> **PROVIDED TEXT**:
After moving to Minnesota in 1984 to join Rupert’s Orchestra, the Detroit-reared vocalist built a reputation as a remarkable vocalist and the hardest-working singer in town, sometimes doing three gigs a day in the 1990s. By the new millennium, she concentrated on jazz and teaching, earning the deserved sobriquet of Minnesota’s First Lady of Song. When she wasn’t onstage, she was often in an audience somewhere, supporting performers of all stripes. Duncan died in 2020 at age 69.

“Funny, caring, and unique are just a few adjectives used to describe Debbie Duncan, but it was her quiet, constant support of musicians and the venues that house them that stand out. She was authentically invested in this community every day.”  Jearlyn Steele, of the Steeles, solo artist and WCCO Radio host.

Arlene Hess Memorial Fund

Arlene Hess was a lifelong educator, world traveler, talented artist, and musician.  Born in 1927, she grew up in northern Minnesota then found her way to the metropolitan area. Arlene spent her career teaching elementary school in the Minneapolis and Robbinsdale area.  She understood the importance of providing opportunities for all young people. The Arlene Hess Memorial Fund offers gifted students under the age of 18 the opportunity to study at MacPhail regardless of economic circumstances.  The Arlene Hess Fund scholarships are available for students studying instrument or voice and are awarded based on talent and need.

Entries for labeling bounding boxes:
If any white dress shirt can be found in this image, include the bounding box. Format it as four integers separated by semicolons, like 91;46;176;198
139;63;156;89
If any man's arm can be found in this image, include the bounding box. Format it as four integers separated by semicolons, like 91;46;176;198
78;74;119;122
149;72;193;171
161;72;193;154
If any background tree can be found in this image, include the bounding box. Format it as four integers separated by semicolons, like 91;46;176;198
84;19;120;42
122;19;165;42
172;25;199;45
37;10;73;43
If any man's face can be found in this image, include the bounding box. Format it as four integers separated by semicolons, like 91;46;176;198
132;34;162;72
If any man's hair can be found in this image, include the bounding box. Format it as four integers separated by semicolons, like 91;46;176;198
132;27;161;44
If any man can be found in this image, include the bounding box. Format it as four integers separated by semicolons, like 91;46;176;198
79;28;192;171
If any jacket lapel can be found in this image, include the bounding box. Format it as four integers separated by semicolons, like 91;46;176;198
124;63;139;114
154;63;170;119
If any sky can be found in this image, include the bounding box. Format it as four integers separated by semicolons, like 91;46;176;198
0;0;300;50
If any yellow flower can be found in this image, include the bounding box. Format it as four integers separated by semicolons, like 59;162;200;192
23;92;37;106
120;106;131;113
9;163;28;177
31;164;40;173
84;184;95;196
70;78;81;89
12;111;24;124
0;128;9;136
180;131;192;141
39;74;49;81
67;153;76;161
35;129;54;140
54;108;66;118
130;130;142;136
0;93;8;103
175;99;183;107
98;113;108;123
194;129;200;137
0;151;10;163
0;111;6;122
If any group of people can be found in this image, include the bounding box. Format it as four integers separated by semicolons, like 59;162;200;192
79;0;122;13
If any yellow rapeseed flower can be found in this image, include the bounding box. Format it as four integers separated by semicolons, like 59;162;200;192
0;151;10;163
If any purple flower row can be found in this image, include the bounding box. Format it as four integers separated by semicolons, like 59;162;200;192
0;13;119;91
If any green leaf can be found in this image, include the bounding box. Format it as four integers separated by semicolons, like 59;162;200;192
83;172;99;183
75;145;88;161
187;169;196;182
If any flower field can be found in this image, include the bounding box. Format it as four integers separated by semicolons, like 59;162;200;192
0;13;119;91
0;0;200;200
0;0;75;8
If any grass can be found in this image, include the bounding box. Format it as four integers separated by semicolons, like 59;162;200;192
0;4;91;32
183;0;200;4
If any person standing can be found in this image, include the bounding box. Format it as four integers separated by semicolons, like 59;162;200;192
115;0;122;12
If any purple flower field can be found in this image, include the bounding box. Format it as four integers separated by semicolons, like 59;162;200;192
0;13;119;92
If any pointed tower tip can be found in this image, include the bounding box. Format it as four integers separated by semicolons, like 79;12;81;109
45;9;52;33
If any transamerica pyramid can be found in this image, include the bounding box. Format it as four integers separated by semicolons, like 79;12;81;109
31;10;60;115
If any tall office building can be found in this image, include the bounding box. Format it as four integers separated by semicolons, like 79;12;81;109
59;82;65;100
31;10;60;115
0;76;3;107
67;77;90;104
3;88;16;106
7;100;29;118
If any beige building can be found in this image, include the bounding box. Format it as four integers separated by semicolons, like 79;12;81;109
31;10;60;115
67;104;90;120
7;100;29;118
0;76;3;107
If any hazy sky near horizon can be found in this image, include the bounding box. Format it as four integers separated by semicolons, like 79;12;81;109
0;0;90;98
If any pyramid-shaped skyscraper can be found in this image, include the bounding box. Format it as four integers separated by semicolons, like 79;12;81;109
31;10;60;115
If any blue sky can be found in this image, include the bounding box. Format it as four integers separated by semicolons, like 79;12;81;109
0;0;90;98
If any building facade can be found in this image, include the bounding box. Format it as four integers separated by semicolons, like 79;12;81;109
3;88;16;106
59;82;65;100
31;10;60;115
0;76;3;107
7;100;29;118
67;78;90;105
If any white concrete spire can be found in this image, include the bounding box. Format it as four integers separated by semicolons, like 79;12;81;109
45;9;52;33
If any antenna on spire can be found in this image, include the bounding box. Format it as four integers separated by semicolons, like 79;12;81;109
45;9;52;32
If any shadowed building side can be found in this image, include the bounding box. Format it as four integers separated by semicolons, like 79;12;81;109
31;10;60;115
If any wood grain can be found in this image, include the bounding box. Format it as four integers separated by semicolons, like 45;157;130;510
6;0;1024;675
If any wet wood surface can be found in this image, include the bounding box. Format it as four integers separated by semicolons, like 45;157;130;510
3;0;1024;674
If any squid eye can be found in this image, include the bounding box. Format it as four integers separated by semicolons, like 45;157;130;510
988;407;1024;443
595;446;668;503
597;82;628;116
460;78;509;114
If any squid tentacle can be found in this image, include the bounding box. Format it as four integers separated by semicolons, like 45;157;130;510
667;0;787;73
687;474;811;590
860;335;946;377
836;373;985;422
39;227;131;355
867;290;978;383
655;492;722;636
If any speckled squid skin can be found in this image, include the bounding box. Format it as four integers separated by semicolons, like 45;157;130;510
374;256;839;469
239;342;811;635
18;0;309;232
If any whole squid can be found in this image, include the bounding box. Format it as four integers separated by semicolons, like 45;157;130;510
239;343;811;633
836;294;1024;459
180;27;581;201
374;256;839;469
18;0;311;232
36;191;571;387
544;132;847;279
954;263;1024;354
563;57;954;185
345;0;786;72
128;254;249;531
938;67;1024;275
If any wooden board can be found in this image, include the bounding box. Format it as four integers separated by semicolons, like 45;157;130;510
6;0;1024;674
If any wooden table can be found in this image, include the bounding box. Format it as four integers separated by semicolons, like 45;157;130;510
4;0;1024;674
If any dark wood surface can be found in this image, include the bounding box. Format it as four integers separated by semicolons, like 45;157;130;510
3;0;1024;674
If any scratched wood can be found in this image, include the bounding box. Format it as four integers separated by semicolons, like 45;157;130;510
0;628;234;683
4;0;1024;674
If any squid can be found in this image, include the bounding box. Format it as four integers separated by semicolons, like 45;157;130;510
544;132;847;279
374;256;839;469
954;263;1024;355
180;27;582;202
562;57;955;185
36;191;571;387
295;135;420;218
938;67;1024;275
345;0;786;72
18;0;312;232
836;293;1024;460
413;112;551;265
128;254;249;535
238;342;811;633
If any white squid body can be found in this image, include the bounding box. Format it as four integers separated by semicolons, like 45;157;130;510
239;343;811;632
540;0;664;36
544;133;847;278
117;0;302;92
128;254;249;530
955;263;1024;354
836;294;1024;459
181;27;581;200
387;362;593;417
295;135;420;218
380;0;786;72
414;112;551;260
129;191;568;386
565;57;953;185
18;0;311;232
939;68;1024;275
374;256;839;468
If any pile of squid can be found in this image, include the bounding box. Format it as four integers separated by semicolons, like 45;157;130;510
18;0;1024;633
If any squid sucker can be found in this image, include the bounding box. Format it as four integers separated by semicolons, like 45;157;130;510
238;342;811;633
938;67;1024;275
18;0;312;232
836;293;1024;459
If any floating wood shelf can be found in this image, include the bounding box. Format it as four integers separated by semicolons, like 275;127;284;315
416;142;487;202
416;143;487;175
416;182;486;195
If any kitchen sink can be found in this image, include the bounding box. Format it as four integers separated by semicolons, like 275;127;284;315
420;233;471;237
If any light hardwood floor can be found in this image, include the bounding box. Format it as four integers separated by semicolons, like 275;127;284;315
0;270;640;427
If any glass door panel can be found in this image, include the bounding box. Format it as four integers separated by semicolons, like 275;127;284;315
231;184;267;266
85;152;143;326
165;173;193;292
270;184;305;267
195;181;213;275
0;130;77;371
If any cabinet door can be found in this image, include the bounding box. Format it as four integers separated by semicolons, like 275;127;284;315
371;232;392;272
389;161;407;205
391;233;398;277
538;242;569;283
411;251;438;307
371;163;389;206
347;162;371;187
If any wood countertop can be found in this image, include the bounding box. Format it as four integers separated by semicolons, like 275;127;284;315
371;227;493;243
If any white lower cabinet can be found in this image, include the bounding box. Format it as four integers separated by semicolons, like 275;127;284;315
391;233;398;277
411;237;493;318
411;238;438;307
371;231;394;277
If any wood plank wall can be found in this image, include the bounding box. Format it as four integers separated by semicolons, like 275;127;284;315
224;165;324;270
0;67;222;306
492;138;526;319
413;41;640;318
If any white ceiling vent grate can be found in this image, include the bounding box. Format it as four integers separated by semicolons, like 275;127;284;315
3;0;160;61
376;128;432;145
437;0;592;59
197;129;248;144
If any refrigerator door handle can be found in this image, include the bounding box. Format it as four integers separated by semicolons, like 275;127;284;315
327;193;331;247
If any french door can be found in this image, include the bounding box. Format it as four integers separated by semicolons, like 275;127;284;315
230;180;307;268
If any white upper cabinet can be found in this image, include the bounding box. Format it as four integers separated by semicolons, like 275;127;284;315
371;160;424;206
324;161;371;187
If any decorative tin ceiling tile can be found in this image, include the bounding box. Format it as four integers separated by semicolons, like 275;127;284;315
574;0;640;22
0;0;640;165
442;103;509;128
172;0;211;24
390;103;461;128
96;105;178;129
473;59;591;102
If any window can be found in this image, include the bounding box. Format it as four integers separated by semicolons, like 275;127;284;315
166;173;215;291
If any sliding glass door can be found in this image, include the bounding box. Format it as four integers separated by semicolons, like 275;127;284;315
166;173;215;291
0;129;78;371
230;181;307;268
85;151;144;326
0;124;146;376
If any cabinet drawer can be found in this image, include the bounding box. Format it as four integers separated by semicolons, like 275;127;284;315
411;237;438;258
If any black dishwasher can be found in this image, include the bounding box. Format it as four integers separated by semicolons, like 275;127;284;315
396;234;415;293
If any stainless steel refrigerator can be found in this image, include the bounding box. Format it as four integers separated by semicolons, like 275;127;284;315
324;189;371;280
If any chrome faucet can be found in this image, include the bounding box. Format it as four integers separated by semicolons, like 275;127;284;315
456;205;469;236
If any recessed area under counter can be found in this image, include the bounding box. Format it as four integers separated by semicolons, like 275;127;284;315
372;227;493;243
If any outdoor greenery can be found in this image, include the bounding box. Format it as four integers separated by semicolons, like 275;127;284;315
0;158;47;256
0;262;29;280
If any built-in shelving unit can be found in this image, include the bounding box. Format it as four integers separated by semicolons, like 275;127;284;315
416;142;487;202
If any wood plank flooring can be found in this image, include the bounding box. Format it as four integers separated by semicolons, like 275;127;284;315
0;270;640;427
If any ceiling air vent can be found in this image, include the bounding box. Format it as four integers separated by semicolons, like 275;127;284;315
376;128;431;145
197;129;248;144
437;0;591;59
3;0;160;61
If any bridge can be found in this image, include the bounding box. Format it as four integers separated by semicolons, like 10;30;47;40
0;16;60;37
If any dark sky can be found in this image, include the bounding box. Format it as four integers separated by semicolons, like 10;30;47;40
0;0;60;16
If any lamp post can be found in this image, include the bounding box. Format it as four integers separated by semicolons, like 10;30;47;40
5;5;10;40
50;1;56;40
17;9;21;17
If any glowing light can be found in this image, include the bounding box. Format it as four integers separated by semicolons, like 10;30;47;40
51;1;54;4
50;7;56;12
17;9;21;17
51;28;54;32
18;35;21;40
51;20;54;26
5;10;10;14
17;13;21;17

> **DIRECTIONS**:
1 – In the text on Debbie Duncan and Arlene Hess, list every description used for Arlene Hess in the sentence that begins "Arlene Hess was a lifelong educator."
2 – Repeat the part of the text on Debbie Duncan and Arlene Hess from "After moving to" to "WCCO Radio host.".
None of the entries are needed here.

> **ANSWERS FOR THE EXERCISE**:
1 –
- lifelong educator
- world traveler
- talented artist
- musician

2 –
After moving to Minnesota in 1984 to join Rupert’s Orchestra, the Detroit-reared vocalist built a reputation as a remarkable vocalist and the hardest-working singer in town, sometimes doing three gigs a day in the 1990s. By the new millennium, she concentrated on jazz and teaching, earning the deserved sobriquet of Minnesota’s First Lady of Song. When she wasn’t onstage, she was often in an audience somewhere, supporting performers of all stripes. Duncan died in 2020 at age 69.

“Funny, caring, and unique are just a few adjectives used to describe Debbie Duncan, but it was her quiet, constant support of musicians and the venues that house them that stand out. She was authentically invested in this community every day.”  Jearlyn Steele, of the Steeles, solo artist and WCCO Radio host.